··· Exercise input

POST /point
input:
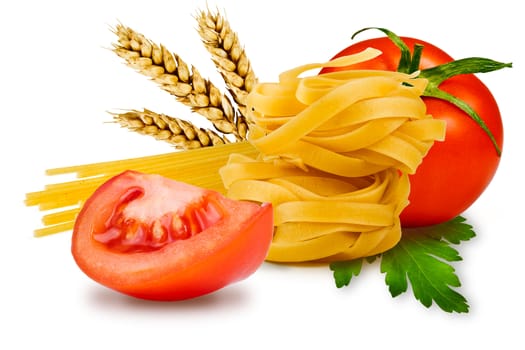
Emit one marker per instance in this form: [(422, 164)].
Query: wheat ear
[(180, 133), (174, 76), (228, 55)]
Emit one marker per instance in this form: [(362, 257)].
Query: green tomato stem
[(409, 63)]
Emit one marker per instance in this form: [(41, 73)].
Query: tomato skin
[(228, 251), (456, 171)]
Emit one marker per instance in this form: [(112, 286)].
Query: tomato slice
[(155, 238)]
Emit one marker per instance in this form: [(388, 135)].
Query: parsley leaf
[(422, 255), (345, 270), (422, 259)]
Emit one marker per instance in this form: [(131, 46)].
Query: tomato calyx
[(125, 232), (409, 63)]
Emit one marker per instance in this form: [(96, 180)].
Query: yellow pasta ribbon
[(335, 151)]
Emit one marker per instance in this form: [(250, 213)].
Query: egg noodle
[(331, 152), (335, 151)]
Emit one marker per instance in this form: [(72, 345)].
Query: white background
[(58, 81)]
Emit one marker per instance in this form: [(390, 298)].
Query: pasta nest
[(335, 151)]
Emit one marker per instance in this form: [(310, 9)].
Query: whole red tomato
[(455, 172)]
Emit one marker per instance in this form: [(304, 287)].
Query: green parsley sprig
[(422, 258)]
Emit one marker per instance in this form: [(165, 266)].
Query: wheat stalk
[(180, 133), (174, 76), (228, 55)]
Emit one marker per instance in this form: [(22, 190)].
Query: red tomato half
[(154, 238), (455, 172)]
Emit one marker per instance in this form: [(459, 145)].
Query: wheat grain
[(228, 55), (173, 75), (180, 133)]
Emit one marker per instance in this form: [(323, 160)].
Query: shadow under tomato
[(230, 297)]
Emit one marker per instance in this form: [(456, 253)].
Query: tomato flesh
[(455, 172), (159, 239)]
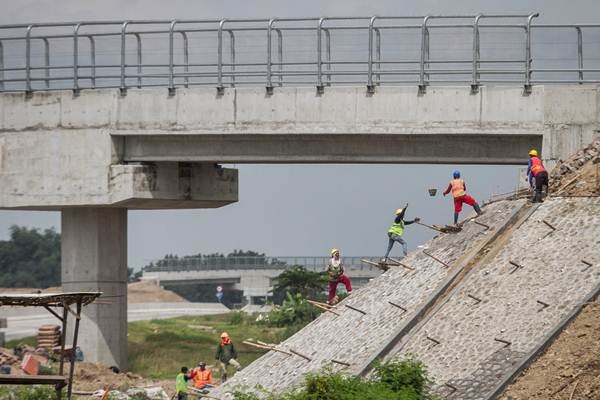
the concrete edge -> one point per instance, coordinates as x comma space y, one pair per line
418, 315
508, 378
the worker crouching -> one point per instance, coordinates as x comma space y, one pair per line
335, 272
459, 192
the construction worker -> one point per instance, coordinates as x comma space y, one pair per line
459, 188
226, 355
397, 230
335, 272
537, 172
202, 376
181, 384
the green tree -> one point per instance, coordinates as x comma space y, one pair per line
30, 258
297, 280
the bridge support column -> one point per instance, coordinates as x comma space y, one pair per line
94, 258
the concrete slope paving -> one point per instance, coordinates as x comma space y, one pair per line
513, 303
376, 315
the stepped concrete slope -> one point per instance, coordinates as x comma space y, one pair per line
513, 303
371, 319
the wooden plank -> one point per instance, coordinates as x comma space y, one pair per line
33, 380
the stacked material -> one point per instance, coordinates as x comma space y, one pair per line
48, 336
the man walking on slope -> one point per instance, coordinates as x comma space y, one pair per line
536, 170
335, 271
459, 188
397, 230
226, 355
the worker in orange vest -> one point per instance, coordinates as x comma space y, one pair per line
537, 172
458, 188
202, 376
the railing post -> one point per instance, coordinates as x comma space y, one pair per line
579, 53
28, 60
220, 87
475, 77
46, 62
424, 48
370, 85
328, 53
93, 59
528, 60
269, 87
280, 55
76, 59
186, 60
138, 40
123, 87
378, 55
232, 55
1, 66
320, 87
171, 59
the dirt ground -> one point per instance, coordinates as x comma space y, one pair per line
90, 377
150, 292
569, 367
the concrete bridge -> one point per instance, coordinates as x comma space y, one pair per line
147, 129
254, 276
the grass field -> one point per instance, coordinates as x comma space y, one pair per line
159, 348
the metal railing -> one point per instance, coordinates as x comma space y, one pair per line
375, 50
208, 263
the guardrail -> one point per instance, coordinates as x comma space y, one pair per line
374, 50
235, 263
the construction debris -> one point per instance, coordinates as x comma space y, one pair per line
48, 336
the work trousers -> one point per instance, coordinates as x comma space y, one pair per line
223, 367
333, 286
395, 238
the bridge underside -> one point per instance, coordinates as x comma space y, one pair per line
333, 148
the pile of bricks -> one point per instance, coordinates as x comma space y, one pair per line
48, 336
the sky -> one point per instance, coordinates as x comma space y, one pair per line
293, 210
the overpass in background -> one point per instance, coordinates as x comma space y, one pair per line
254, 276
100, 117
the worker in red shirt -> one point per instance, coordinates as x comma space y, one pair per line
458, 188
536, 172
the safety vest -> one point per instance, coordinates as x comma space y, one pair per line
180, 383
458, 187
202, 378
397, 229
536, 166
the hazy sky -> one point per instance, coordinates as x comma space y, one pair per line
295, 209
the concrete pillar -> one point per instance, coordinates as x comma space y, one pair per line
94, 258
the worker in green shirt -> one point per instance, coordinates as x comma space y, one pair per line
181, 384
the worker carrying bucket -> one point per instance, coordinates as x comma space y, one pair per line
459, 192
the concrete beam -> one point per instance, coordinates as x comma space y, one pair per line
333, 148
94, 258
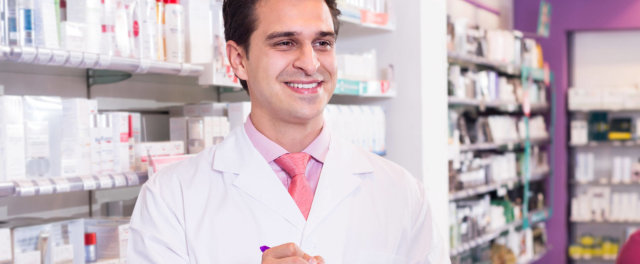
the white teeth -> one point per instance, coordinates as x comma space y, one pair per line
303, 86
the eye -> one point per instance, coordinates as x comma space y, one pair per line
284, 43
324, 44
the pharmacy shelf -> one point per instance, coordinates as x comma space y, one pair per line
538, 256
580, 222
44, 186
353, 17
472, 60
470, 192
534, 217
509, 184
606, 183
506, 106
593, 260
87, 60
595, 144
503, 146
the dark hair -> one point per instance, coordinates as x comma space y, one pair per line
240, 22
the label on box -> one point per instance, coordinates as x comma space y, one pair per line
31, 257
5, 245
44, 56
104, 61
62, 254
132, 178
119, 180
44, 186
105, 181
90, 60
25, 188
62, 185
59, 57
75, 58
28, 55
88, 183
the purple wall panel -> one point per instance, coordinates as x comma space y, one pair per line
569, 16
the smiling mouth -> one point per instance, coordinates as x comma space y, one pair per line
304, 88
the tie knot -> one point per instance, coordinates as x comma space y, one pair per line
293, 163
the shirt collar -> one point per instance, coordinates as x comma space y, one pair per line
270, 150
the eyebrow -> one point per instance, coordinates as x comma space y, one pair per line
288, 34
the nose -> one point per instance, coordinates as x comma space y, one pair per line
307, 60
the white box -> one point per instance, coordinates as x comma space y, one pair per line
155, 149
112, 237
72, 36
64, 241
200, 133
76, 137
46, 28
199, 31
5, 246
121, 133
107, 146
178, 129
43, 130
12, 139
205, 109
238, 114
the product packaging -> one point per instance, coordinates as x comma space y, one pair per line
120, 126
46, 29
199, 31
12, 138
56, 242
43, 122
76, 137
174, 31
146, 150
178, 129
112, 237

······

• _Problem to work on_
If a line falls between the first line of the records above and the line containing "Emit one marker per instance in this form: [(41, 73)].", inclusive, retype it exactly; leave pictures out.

• _Solved problem_
POST /point
input:
Emit one marker per instance in this form: [(422, 164)].
Query: wheat ear
[(180, 133), (174, 76), (228, 55)]
Emit one marker per instance in this form: [(362, 257)].
Query: green tomato stem
[(409, 63)]
Emit one marker per instance in this form: [(41, 73)].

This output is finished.